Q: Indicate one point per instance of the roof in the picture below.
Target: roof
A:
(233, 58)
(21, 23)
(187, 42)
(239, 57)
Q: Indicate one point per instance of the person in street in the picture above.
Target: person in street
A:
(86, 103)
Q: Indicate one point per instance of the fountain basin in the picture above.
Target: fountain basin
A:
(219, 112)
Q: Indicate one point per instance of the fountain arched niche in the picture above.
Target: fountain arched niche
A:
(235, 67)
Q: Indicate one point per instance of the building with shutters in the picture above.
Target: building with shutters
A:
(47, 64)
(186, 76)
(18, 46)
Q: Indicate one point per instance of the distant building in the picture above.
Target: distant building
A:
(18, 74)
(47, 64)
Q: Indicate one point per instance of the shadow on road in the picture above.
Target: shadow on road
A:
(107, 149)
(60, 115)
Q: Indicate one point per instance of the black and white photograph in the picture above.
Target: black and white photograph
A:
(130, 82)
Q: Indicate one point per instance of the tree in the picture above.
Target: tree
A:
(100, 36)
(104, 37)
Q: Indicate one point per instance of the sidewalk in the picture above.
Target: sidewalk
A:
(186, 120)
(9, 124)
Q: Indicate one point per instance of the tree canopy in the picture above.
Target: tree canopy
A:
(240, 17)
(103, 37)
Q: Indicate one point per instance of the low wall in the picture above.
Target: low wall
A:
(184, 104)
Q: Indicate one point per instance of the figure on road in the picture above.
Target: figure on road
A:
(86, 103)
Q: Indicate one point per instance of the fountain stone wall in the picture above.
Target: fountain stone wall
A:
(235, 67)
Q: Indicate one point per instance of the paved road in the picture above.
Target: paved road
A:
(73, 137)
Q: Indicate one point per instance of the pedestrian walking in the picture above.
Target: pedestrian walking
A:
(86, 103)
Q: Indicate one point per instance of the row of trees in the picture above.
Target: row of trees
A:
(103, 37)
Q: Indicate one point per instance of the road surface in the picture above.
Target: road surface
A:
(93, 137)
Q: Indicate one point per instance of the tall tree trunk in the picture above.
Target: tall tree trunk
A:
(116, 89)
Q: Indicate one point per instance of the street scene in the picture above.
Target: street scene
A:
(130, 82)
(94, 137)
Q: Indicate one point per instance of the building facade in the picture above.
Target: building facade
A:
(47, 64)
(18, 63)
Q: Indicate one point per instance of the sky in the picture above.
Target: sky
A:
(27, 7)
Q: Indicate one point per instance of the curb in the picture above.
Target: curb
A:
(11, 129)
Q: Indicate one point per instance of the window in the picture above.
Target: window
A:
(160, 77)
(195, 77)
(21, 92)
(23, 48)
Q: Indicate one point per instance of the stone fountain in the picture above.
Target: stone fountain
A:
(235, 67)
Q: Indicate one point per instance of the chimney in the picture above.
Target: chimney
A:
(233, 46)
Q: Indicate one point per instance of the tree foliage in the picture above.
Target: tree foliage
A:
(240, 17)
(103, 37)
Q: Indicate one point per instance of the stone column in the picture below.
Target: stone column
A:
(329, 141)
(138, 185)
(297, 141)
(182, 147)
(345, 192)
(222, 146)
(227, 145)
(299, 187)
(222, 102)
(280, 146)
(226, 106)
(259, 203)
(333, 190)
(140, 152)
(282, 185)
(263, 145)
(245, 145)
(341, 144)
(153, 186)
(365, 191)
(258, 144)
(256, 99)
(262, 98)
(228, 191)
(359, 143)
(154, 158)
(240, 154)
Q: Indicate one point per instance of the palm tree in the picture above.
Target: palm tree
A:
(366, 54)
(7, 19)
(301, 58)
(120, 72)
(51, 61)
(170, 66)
———
== Problem requirements ==
Transcribe all of the material exactly as it was written.

== Solution for this problem ==
Q: Indicate one point per instance of the roof in the picture below.
Target: roof
A:
(233, 58)
(21, 23)
(187, 42)
(239, 57)
Q: Indicate one point per instance of the person in street in the picture above.
Target: person in street
A:
(86, 103)
Q: Indicate one point per instance of the fountain basin in the picture above.
Target: fountain basin
A:
(219, 112)
Q: Indicate one point per instance of the fountain arched niche in the picture above.
Target: fountain arched niche
A:
(235, 67)
Q: Indicate one point per instance of the building with shutters in the picture above.
Target: building with shutters
A:
(47, 64)
(186, 76)
(18, 46)
Q: Indicate one point per instance of the distant building in the picture above.
Target: distant building
A:
(18, 74)
(47, 64)
Q: Indicate one point per instance of the shadow on road in the picture above.
Target: shadow on road
A:
(107, 149)
(60, 115)
Q: Indicate one point per instance of the black and white photograph in the picture above.
Target: black and white photograph
A:
(130, 82)
Q: Indicate one point per instance of the tree in the picture above.
Target: tree
A:
(100, 36)
(104, 37)
Q: Indicate one point per instance of the sidewalk in the picture above.
Target: sidewalk
A:
(186, 120)
(9, 124)
Q: Indicate one point per instance of the tree canopy in the picture above.
Target: tree canopy
A:
(240, 17)
(103, 37)
Q: Indicate one point per instance of the low wall in the picture above.
Target: low wall
A:
(184, 104)
Q: Indicate one point per instance of the figure on road in the picture above.
Target: figure on road
A:
(86, 103)
Q: Indicate one point per instance of the fountain stone wall in the picture above.
Target: fountain stone wall
A:
(235, 67)
Q: Indicate one point per instance of the paved road in the picture above.
Target: paved road
A:
(73, 137)
Q: Indicate one point per instance of the pedestrian walking in the picture above.
Target: pedestrian walking
A:
(86, 103)
Q: Indicate one point per instance of the row of trees in the picture above.
Target: row of trees
A:
(103, 37)
Q: Indicate one point per instance of the road surface in the picture above.
Target: road surface
A:
(93, 137)
Q: Indicate one point per instance of the tall tree trunk in the picture above.
Target: tall tree trunk
A:
(116, 89)
Q: Indicate one point per instance of the street scene in the picture above.
Target: street scene
A:
(130, 82)
(94, 137)
Q: Indicate one point per instance of the building facade in the picture above.
Target: building facade
A:
(47, 64)
(18, 63)
Q: Indicate one point per instance of the sky in the picture above.
Target: sky
A:
(27, 7)
Q: Indicate one point per instance of the curb in the picture above.
Target: curb
A:
(11, 129)
Q: Indicate one point per instance of the window in the picture above.
Target: window
A:
(160, 77)
(195, 77)
(21, 92)
(23, 48)
Q: Indicate one point per instance of the stone fountain in the picture above.
Target: stone fountain
A:
(235, 67)
Q: Indicate one point per instance of the chimney in the picture above.
Target: chimney
A:
(233, 46)
Q: Indicate one point per instance of the tree foliage in the picture above.
Target: tree foliage
A:
(240, 17)
(103, 37)
Q: Indicate one point per instance of the stone column in the picture below.
Target: stone column
A:
(329, 141)
(138, 185)
(297, 141)
(182, 147)
(345, 192)
(222, 146)
(227, 145)
(299, 187)
(222, 102)
(280, 146)
(226, 106)
(259, 203)
(333, 190)
(140, 152)
(282, 185)
(263, 145)
(245, 145)
(341, 144)
(153, 186)
(365, 191)
(258, 144)
(256, 99)
(262, 98)
(228, 191)
(359, 143)
(154, 158)
(240, 154)
Q: Indicate one point per instance of the palm tree in the picture above.
Target: palm tree
A:
(366, 54)
(7, 19)
(301, 58)
(120, 72)
(51, 61)
(170, 66)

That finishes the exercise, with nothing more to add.